Passage to read –
*** Begin section ***

The campers don’t pay to come, the staff isn’t paid for their efforts, and almost all of the structures were funded by donations, like the camp’s yurt called Oz, named after Ozzy Osbourne and his family, who funded its construction.
“Volunteerism is one of the key ingredients that make (this) camp work,” said Peter. “For one, you can’t pay people enough to care for someone like we do at camp. And with the money away from the relationship, you get friendships based on pure reasons … everyone who comes is here for that reason: to make really good friends and partake in fun, creative, adventurous projects.”
Will Halby also sees volunteerism as essential to Zeno Mountain.
“The way our society is structured … as much as we’re open (to people with disabilities), this next level of relationship is tough to foster because of the pragmatics of our society. It would be impossible to establish this type of relationship (on) a staff-client (basis),” said Will. “There’s always a separation whenever somebody is getting paid to be with somebody else.”
Over the course of the camp’s three years, Zeno Mountain has woven itself deep into the fabric of Addison County. This year, the camp’s float was awarded first place in Bristol’s Fourth of July parade, and its yearly musical drew a packed house at Lincoln’s Burnham Hall.

*** End section ***

Extracted records –
*** Begin section ***

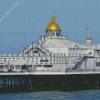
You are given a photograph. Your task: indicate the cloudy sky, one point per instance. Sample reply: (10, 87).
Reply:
(23, 21)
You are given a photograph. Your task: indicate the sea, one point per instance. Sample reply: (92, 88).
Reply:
(53, 95)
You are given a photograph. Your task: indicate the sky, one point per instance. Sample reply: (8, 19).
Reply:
(23, 21)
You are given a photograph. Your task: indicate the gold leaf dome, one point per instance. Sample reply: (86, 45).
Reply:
(53, 25)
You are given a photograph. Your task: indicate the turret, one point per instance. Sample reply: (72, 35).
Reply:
(88, 40)
(53, 28)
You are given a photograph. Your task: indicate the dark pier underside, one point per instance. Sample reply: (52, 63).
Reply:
(27, 83)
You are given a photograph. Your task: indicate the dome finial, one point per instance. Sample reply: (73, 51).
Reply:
(53, 19)
(53, 25)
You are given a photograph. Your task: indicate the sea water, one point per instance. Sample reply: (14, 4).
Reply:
(53, 95)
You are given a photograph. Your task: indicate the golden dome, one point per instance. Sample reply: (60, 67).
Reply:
(53, 25)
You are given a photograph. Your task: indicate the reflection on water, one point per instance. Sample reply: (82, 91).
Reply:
(53, 95)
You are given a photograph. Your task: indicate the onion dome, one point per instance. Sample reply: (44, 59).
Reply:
(88, 37)
(53, 25)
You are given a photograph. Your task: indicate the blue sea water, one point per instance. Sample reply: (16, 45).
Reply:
(53, 95)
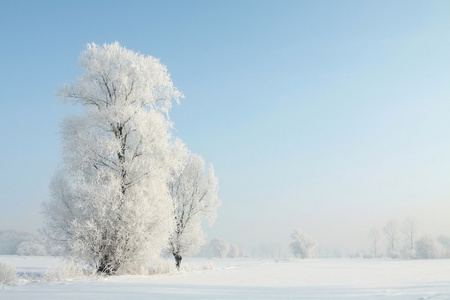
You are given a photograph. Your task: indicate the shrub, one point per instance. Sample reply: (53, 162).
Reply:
(7, 274)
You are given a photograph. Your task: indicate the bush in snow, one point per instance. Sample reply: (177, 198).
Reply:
(444, 242)
(68, 270)
(302, 245)
(31, 248)
(234, 251)
(7, 274)
(426, 248)
(219, 248)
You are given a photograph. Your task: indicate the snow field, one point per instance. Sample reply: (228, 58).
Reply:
(248, 279)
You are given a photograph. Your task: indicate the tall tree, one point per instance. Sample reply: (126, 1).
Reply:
(194, 197)
(110, 205)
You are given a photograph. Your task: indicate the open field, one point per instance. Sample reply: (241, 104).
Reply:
(246, 279)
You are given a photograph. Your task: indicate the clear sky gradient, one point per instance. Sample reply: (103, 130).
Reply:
(332, 116)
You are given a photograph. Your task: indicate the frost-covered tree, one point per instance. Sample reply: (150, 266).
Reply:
(392, 235)
(426, 248)
(194, 197)
(444, 242)
(302, 245)
(375, 236)
(110, 204)
(410, 231)
(219, 248)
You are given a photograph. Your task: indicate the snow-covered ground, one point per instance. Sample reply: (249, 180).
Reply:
(247, 279)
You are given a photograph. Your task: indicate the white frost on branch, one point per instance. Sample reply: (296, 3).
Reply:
(110, 204)
(194, 197)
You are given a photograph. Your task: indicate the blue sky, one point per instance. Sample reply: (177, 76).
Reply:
(332, 116)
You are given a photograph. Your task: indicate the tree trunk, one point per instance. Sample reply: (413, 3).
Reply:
(178, 259)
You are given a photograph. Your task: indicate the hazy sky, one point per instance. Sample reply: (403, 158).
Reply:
(332, 116)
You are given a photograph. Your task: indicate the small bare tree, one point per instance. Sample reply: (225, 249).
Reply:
(375, 235)
(410, 231)
(302, 244)
(194, 197)
(392, 235)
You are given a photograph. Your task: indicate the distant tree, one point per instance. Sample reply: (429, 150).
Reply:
(194, 197)
(426, 248)
(28, 248)
(410, 232)
(302, 245)
(375, 236)
(234, 251)
(219, 248)
(444, 241)
(392, 235)
(110, 205)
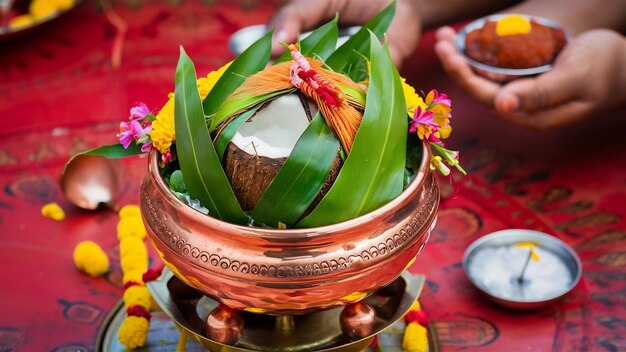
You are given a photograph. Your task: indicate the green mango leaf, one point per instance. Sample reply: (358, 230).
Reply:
(319, 44)
(114, 151)
(232, 106)
(226, 135)
(373, 173)
(300, 179)
(202, 171)
(251, 61)
(357, 47)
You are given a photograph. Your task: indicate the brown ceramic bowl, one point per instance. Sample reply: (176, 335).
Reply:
(294, 271)
(495, 73)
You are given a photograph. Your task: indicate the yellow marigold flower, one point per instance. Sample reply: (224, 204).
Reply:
(131, 226)
(133, 254)
(53, 211)
(129, 210)
(137, 296)
(436, 163)
(133, 331)
(413, 100)
(21, 21)
(415, 338)
(91, 259)
(133, 276)
(513, 25)
(163, 132)
(42, 8)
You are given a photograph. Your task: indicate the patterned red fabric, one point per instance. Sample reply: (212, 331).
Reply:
(59, 94)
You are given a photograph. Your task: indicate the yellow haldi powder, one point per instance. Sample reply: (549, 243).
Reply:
(513, 25)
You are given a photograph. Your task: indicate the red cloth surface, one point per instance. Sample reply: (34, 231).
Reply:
(60, 93)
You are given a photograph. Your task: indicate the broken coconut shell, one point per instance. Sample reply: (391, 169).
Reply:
(262, 145)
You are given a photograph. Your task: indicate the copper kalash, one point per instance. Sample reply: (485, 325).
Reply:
(290, 272)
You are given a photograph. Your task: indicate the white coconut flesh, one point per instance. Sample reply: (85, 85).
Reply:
(274, 130)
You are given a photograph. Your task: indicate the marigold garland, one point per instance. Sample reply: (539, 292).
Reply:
(415, 334)
(38, 10)
(91, 259)
(53, 211)
(131, 232)
(162, 133)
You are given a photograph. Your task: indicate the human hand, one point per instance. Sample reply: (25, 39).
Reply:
(587, 78)
(302, 15)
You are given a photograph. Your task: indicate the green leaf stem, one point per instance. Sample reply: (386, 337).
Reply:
(319, 44)
(373, 173)
(300, 179)
(355, 48)
(202, 171)
(251, 61)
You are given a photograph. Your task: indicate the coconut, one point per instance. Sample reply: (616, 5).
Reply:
(263, 143)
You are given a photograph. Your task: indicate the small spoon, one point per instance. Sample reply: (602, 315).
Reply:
(91, 181)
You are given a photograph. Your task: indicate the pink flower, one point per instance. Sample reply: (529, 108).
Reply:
(167, 157)
(133, 130)
(139, 112)
(433, 97)
(126, 134)
(423, 123)
(146, 147)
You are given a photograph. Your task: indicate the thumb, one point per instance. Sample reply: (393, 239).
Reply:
(295, 17)
(545, 91)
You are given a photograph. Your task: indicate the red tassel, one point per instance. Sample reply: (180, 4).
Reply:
(417, 316)
(138, 311)
(132, 283)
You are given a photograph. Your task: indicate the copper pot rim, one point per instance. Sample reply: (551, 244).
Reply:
(300, 233)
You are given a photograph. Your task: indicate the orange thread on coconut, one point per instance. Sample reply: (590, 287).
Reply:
(513, 25)
(343, 119)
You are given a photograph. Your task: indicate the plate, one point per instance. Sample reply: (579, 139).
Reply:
(7, 32)
(321, 329)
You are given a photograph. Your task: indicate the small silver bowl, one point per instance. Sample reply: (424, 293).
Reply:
(243, 38)
(494, 73)
(494, 263)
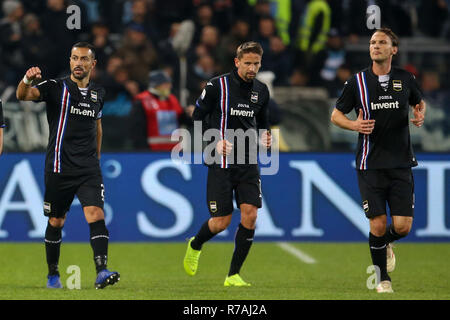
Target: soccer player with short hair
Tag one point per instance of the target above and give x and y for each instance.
(233, 101)
(72, 166)
(381, 95)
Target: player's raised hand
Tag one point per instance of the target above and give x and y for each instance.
(34, 73)
(419, 116)
(224, 147)
(364, 126)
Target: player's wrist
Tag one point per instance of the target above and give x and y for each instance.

*** End section ***

What this exercise asks –
(1) According to the passage about the Zeno Mountain camp, who funded the construction of the yurt called Oz?
(2) In the passage about the Zeno Mountain camp, why does Will Halby say the camp's kind of relationship couldn't be built on a staff-client basis? Answer in one to three sentences.
(3) Resume the passage about the Zeno Mountain camp after its last sentence.

Per-task answers –
(1) Ozzy Osbourne and his family funded it.

(2) He says there's always a separation whenever somebody is getting paid to be with somebody else. Because of that, the next level of relationship the camp aims for would be impossible on a staff-client basis.

(3)
“The talk of the town is the show at the end of the season,” said Ober. “I remember everybody talking about it before it happened and after it was all over everyone said, ‘Wow did you see that show and how inspiring and uplifting it was?’”
Other examples of the growing ties abound.
Cubbers Restaurant on Bristol’s Main Street opened up its doors to Zeno Mountain’s campers in early July for a full-fledged pizza party. The restaurant provided free of charge pizza-making instruction, all of the ingredients, and the space.
When the camp gets hot during the dog days of summer and doesn’t want to haul over to Lake Dunmore, Starksboro resident Bob Hall opens up his pond to give the Zeno gang a fresh dip of neighborly love and cool relief.
And then there’s Middlebury’s Rouse Tire Sales, which sent some of its guys to lend a hand after hours on a Saturday because the Zeno bus ran a flat on River Road. They fixed the problem and told Will to bring the bus in the next day for some maintenance.
So Will went back, and the team at Rouse gave the vehicle a thorough tune-up.
“There was a lot of labor and parts involved, and afterwards when I went in to pay the bill, the owner John Rouse took it, tore it up and said you guys are all set. There was just this surge of altruism, and that’s a really good example of how the community has consistently helped us out,” said Will.
Over the past three years, the camp has made some improvements. The Halbys worked with renowned treehouse architect James “B’fer” Roth to build a total of six treehouse cabins, paved the paths to make them more wheelchair accessible, added an outdoor patio off the main dining room, and installed composting toilets.
But as the structural elements of the camp have changed, Zeno’s philosophic backbone has remained the same by continuing to celebrate people’s differences through a bond of friendship.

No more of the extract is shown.